What you are asked to do:
Update the listing from its first line up to and including the line with "point(190, 140)", changing "wooden shed" to "timber shed" and keeping everything else the same. Give back only those lines.

Records of labeled points
+ + +

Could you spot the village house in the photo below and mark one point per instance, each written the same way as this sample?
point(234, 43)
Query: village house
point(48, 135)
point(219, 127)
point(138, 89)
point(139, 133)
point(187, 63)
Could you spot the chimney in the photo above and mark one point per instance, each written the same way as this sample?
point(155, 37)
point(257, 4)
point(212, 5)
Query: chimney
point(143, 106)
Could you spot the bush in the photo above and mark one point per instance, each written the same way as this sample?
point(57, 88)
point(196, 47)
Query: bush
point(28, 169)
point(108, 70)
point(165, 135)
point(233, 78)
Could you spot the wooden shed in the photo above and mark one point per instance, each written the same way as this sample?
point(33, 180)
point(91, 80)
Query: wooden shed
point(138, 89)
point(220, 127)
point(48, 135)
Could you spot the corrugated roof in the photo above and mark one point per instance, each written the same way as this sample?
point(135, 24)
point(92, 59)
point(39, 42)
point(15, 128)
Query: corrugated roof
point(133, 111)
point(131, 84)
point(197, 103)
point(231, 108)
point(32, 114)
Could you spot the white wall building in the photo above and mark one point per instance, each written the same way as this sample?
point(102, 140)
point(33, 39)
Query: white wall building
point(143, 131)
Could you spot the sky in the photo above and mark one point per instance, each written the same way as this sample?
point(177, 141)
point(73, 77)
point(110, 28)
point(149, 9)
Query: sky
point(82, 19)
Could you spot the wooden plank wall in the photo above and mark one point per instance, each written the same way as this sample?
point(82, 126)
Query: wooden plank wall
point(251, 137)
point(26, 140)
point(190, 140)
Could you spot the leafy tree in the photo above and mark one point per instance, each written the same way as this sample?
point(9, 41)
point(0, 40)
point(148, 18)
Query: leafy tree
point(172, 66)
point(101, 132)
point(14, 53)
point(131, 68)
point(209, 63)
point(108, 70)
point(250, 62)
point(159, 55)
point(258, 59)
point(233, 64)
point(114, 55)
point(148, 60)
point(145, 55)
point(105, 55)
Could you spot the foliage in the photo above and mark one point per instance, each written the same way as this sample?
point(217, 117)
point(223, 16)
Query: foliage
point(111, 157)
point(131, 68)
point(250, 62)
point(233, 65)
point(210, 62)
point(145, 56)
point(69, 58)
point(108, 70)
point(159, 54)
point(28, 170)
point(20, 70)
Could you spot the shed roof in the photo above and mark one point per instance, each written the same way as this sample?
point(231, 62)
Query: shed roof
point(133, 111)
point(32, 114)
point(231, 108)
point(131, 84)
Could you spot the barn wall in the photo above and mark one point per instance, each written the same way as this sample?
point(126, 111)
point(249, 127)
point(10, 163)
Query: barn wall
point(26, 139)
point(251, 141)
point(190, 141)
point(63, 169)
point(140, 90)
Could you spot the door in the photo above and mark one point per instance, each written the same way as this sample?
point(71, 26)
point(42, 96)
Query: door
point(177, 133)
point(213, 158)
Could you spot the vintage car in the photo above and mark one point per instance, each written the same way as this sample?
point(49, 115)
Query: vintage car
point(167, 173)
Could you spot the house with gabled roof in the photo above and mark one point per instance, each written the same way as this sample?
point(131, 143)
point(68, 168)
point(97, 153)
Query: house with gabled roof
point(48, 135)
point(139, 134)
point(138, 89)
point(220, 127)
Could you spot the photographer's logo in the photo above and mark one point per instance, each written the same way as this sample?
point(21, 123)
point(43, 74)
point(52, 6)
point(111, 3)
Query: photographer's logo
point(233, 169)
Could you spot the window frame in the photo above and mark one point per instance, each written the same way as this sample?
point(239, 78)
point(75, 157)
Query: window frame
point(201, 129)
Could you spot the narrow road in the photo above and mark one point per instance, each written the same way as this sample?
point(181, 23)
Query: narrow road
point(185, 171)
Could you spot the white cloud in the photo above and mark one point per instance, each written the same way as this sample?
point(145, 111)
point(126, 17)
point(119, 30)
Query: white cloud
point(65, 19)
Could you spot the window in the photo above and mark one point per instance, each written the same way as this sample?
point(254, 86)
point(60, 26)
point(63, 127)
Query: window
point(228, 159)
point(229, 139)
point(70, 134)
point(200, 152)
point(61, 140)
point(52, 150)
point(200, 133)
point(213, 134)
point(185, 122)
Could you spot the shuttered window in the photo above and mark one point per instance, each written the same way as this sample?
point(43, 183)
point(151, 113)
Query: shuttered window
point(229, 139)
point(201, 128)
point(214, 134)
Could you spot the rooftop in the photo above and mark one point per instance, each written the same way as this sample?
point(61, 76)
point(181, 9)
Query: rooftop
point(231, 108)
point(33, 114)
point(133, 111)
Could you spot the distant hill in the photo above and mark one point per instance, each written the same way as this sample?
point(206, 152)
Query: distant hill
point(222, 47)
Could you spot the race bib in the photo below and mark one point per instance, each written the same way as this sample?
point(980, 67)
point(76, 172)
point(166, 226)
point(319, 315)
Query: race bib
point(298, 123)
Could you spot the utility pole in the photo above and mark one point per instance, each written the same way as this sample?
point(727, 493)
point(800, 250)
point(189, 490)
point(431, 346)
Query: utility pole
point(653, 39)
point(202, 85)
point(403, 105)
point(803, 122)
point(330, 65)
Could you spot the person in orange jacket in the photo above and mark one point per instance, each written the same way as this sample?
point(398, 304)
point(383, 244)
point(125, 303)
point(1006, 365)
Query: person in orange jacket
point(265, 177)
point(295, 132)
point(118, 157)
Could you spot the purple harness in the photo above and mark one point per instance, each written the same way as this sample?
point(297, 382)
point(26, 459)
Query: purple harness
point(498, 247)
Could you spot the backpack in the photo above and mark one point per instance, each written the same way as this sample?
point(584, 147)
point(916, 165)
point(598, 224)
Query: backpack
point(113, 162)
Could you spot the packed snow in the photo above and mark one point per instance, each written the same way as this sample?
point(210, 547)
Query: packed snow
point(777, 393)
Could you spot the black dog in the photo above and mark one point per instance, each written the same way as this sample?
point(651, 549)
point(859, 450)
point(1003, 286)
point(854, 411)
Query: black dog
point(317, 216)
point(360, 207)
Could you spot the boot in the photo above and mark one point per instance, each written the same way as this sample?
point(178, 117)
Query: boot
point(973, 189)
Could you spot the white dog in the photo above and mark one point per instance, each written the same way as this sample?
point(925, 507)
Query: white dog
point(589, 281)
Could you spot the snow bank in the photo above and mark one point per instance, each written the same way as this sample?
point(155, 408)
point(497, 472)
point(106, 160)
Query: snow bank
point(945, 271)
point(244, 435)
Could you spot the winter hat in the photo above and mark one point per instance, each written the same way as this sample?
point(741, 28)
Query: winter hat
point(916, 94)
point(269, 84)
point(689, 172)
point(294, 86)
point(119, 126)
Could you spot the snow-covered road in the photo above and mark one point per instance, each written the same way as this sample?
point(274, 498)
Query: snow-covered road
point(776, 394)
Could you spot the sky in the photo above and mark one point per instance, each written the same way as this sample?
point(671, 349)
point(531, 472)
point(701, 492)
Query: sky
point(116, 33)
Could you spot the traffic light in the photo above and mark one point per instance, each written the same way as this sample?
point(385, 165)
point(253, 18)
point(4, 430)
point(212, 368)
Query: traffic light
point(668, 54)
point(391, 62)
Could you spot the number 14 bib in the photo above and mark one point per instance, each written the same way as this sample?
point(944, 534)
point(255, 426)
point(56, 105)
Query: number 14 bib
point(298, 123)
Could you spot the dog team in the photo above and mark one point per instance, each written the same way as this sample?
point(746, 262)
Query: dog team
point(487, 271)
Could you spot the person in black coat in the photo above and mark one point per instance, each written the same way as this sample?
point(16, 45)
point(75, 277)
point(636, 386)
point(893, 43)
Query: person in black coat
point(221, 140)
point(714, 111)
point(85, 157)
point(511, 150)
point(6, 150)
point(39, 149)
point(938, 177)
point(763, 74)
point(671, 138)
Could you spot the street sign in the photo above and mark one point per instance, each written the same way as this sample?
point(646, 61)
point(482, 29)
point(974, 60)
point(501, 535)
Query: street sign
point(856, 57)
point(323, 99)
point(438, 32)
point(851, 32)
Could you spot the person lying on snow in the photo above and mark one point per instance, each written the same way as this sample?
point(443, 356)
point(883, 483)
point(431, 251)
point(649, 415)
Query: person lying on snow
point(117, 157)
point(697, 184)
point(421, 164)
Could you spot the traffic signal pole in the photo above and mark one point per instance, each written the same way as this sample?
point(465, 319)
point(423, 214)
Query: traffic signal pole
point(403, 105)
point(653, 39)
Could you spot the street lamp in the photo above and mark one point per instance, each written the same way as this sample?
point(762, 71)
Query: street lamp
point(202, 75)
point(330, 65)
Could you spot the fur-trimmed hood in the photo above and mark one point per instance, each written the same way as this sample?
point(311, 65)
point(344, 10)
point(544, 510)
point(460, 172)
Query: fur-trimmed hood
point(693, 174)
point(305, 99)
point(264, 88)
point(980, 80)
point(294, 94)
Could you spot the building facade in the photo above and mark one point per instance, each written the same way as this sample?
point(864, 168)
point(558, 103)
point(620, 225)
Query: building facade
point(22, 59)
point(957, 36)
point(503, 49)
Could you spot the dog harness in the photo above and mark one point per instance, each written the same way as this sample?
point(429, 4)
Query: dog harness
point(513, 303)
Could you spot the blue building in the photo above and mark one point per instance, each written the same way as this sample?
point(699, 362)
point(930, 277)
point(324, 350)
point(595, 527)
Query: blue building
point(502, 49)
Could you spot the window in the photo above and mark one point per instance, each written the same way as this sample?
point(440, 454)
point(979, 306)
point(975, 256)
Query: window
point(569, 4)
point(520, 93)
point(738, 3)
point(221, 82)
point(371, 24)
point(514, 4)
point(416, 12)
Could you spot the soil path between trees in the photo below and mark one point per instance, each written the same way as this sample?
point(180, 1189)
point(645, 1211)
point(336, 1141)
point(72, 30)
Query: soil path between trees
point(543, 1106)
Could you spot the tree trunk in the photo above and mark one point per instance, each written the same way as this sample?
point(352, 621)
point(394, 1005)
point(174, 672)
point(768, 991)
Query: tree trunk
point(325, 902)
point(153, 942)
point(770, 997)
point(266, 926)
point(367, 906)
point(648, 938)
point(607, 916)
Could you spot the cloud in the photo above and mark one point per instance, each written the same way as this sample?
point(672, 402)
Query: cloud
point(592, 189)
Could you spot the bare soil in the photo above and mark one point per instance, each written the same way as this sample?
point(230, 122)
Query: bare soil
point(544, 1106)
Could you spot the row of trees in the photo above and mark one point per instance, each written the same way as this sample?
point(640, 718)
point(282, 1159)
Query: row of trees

+ + +

Answer:
Could you spot the village house in the photo below and mark one point per instance, each written the same way as this sample?
point(234, 43)
Query: village house
point(48, 135)
point(219, 127)
point(138, 89)
point(139, 133)
point(187, 63)
Could you spot the chimney in the photo above and mark one point per instance, each written the same way as this sample?
point(155, 37)
point(257, 4)
point(212, 5)
Query: chimney
point(143, 106)
Could you spot the bush in the photo above and mark one point per instance, each written the same way as this sample?
point(57, 88)
point(196, 47)
Query: bush
point(28, 169)
point(108, 70)
point(165, 135)
point(233, 78)
Could you spot the timber shed in the photo above and mark one point per instance, each written the same way as this sample?
point(33, 180)
point(91, 80)
Query: timber shed
point(138, 89)
point(220, 127)
point(48, 135)
Could you spot the corrugated roof in the photo above and mark one point per instance, each written the same way as this sample?
point(135, 24)
point(92, 59)
point(39, 42)
point(15, 128)
Query: corrugated roof
point(133, 111)
point(131, 84)
point(197, 103)
point(231, 108)
point(32, 114)
Could you spot the white wall building in the photo above and mark one point per instance, each written the same way as this sample?
point(102, 140)
point(33, 39)
Query: white wall building
point(143, 131)
Could you spot the sky in the photo above and mark one point per instance, each written the same way as this sample?
point(177, 141)
point(73, 77)
point(110, 28)
point(149, 9)
Query: sky
point(82, 19)
Could you spot the wooden plank wall in the photo above and mark one point per instance, each written the same way as this sample?
point(82, 126)
Query: wooden plank wall
point(251, 137)
point(26, 140)
point(190, 140)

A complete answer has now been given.